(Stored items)
'''

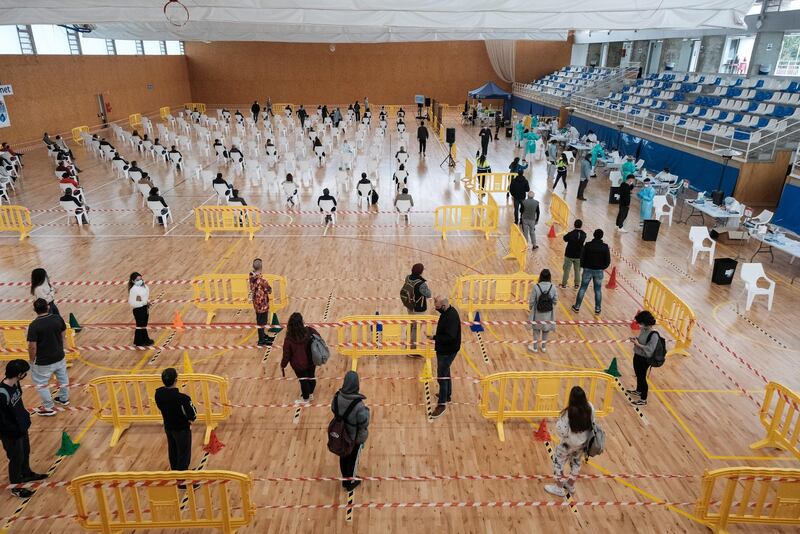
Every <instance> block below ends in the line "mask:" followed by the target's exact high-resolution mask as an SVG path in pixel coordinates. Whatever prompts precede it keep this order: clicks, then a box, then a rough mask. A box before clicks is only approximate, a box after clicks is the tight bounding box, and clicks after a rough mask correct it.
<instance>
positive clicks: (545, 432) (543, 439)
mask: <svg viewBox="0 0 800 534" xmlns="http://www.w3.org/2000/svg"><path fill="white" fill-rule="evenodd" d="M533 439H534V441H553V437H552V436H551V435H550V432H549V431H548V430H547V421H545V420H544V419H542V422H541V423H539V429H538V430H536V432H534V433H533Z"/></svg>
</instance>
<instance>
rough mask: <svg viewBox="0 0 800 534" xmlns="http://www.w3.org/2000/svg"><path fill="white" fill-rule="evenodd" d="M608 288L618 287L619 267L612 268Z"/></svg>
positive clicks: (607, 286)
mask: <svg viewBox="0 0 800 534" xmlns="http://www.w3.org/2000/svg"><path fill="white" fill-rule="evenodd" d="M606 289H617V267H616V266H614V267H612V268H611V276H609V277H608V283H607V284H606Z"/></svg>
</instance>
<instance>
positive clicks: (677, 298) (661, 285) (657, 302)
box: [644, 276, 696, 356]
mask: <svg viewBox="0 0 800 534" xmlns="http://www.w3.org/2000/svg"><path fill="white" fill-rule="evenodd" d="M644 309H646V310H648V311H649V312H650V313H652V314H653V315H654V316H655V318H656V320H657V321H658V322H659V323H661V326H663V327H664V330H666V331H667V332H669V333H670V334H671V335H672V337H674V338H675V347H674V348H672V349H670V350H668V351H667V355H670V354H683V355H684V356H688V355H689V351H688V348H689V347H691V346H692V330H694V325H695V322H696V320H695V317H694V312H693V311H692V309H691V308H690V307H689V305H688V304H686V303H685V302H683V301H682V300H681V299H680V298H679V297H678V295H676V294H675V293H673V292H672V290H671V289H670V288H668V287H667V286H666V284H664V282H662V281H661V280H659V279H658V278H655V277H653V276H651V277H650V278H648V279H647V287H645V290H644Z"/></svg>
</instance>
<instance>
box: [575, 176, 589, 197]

'''

▶ [EXERCISE INSTRUCTIONS]:
Find the number of lines in the records that contain "rough", and write that number only.

▶ [EXERCISE SOLUTION]:
2